→ **SOURCE EXTRACT**
Meet the young British activists battling to end Uighur genocide

Meet the young British activists battling to end Uighur genocide in Xinjiang
7 min read
20 May, 2021
Three young British activists share their efforts to spur change through advocacy and activism in a bid to fight for an end to genocide of the Uighurs in Xinjiang
The Uighur community of London, protesting against the genocide of their people outside the Houses of Parliament [Getty]

There is an estimated 1.5 million Uighurs who have been detained and sent to concentration camps, stripped of their Muslim identity and undergone abuse due to their culture and faith. The Chinese Communist Party has been accused of cracking down on its Uighur minority in East Turkestan, also known as the Uighur Autonomous Region of China, leaving many families displaced.

As countries around the world have started to acknowledge the severity of the situation in Xinjiang, young British activists are making an impact in raising awareness about the plight of Uighurs and taking a stand against the numerous human rights violations that they have been subjected to. 

Dilnaz Karim, 18, is a Uighur Muslim woman who lives in London. She is actively campaigning after her family lost contact with many of their relatives living in Xinjiang since 2015.

“The last time I saw my grandmother, aunts and uncles was in 2011 when I was on a visit to East Turkestan with my mum and brother. It has now been six years and we haven’t heard from them,” Dilnaz Karim told The New Arab.

Dilnaz's own father was imprisoned for a year for teaching Islam in East Turkestan before being released and fleeing to Kazakhstan and then went to Norway before bringing the family down to London

Dilnaz says her family have sought assistance from their local MP to get information from the Chinese embassy about the whereabouts of their family. The Chinese embassy had issued a letter to the family stating that her grandmother, uncle and aunts were ‘happy and living a normal life’.

“I definitely know this is untrue and that they are not living a happy life now. The letter that the Chinese embassy had sent, said that we would be able to contact our family members, but we have not been able to have contact with them for over six years.”

She recounts how her own father was imprisoned for a year for teaching Islam in East Turkestan before being released and fleeing to Kazakhstan and then went to Norway before bringing the family down to London.

“When my father had come out of prison he was not even in the position to stand as he was physically and mentally abused, but he managed to escape the country. I worry about the condition of my other relatives still left in East Turkestan”.

Perspectives

Karim and her family have been actively protesting outside the Chinese embassy for years.

“The first time we peacefully stood outside the embassy was back in 2016 when there were only around two- three families protesting about the situation of Uighurs,” she explains.

“I then started sharing short posts on Instagram raising awareness and didn’t realise how much it picked up until I was labelled as an activist.”

Read also: The Uighur slaves of the supply chain: The story of Xinjiang's cotton industry

Dilnaz uses her activism as a means to take a stand for all the persecuted Uighurs and raise awareness.

“I really love my family in East Turkestan and had the best moments of my childhood with them. Even thinking about them and not knowing whether they are alive or in concentration camps makes me so upset,” she tells The New Arab.

Dilnaz says she uses her activism as a way of helping her cope with the separation of her loved ones and hopes that one day she will be able to reunite with them.

“Sometimes I cannot concentrate on my school work. At home we do all the Uighur cultural things such as speak the language, eat the food and have traditional Uighur dresses, but looking at them just reminds me of my relatives.”

→ **MATERIAL**

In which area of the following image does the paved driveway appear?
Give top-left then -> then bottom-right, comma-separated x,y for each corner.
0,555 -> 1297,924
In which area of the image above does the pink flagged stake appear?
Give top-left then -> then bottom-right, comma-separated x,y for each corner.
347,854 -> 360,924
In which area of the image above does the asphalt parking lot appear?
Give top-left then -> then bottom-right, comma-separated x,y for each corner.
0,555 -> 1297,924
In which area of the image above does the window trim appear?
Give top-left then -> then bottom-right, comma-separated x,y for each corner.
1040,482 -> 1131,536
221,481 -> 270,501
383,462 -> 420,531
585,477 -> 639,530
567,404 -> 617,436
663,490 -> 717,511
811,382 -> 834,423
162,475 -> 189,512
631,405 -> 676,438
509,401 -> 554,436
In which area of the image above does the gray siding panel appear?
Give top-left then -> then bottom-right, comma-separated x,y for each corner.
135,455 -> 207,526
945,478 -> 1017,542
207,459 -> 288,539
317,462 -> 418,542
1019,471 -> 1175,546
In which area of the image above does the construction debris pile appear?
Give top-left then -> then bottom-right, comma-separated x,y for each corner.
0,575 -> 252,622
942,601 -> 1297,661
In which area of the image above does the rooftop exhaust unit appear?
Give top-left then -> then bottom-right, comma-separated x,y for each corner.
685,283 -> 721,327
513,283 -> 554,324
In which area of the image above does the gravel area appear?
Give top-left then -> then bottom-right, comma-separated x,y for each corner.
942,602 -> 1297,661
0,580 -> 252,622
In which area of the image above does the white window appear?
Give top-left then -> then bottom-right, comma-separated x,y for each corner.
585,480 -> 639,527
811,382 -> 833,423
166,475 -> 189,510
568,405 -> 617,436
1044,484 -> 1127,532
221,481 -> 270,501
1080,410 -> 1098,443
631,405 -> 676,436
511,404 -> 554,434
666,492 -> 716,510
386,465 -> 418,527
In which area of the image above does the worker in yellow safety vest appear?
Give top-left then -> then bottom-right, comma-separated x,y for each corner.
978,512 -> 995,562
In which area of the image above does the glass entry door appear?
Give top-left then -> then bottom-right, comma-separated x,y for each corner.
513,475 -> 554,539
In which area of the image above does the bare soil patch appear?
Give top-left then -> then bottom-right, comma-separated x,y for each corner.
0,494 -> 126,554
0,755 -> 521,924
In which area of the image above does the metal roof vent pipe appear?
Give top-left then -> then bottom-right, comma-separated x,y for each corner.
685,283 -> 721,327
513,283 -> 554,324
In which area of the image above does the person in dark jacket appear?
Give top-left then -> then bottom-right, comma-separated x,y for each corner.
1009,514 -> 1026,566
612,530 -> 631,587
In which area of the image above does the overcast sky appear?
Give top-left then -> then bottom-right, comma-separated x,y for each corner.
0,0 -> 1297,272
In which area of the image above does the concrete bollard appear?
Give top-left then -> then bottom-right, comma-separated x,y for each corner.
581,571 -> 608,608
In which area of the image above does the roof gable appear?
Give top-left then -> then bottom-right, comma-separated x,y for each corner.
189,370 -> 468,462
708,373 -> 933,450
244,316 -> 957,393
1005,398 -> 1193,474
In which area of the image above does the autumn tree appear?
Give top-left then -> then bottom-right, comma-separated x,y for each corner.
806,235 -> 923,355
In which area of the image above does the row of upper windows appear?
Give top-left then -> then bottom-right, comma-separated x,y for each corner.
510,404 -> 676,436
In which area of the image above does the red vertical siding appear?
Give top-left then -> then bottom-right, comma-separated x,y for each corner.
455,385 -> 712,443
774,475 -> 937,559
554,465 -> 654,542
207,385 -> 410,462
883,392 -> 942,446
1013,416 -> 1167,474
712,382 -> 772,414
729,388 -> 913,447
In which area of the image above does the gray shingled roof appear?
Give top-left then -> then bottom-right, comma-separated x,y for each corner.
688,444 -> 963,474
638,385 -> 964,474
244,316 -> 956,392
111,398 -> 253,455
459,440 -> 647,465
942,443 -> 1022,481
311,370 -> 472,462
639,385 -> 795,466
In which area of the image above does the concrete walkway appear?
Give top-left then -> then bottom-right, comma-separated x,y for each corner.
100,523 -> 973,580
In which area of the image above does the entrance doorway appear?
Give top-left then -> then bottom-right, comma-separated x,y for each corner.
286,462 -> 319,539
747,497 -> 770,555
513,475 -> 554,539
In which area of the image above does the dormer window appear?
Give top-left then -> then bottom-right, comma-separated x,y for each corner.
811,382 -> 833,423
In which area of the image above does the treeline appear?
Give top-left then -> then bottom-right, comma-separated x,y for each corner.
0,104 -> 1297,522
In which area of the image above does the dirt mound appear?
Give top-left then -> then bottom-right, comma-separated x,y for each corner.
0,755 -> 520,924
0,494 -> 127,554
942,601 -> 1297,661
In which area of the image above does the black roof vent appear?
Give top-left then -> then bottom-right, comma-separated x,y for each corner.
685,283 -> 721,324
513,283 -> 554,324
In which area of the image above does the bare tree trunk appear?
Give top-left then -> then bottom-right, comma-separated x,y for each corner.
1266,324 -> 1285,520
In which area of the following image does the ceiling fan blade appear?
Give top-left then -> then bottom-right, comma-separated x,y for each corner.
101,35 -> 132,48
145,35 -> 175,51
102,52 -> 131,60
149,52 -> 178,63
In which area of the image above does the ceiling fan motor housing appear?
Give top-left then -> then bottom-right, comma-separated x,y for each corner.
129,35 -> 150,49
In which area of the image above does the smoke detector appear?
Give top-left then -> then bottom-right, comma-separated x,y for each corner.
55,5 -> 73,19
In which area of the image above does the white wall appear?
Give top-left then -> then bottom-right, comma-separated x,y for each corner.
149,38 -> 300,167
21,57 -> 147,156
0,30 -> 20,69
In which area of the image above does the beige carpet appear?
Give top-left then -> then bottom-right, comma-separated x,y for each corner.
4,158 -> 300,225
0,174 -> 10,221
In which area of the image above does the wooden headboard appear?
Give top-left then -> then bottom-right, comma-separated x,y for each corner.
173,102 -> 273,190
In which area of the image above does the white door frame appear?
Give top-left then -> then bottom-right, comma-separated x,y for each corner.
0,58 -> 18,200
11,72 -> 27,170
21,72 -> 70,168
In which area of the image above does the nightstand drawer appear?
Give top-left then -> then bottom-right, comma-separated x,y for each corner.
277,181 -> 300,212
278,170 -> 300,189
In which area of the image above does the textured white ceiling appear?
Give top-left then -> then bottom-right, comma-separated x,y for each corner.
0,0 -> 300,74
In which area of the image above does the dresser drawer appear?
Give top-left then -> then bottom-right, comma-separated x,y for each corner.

→ **ACTIONS TO TAKE**
1/ Answer these from the article on young British activists campaigning for the Uighurs:
(a) How old is Dilnaz Karim?
(b) In what year did Karim's family first stand outside the Chinese embassy?
(c) What was her father imprisoned for?
2/ Reproduce everything in the article on young British activists campaigning for the Uighurs from "There is an" down to "Xinjiang since 2015.".

→ **THE RESULTS**
1/
(a) 18
(b) 2016
(c) Teaching Islam in East Turkestan

2/
There is an estimated 1.5 million Uighurs who have been detained and sent to concentration camps, stripped of their Muslim identity and undergone abuse due to their culture and faith. The Chinese Communist Party has been accused of cracking down on its Uighur minority in East Turkestan, also known as the Uighur Autonomous Region of China, leaving many families displaced.

As countries around the world have started to acknowledge the severity of the situation in Xinjiang, young British activists are making an impact in raising awareness about the plight of Uighurs and taking a stand against the numerous human rights violations that they have been subjected to. 

Dilnaz Karim, 18, is a Uighur Muslim woman who lives in London. She is actively campaigning after her family lost contact with many of their relatives living in Xinjiang since 2015.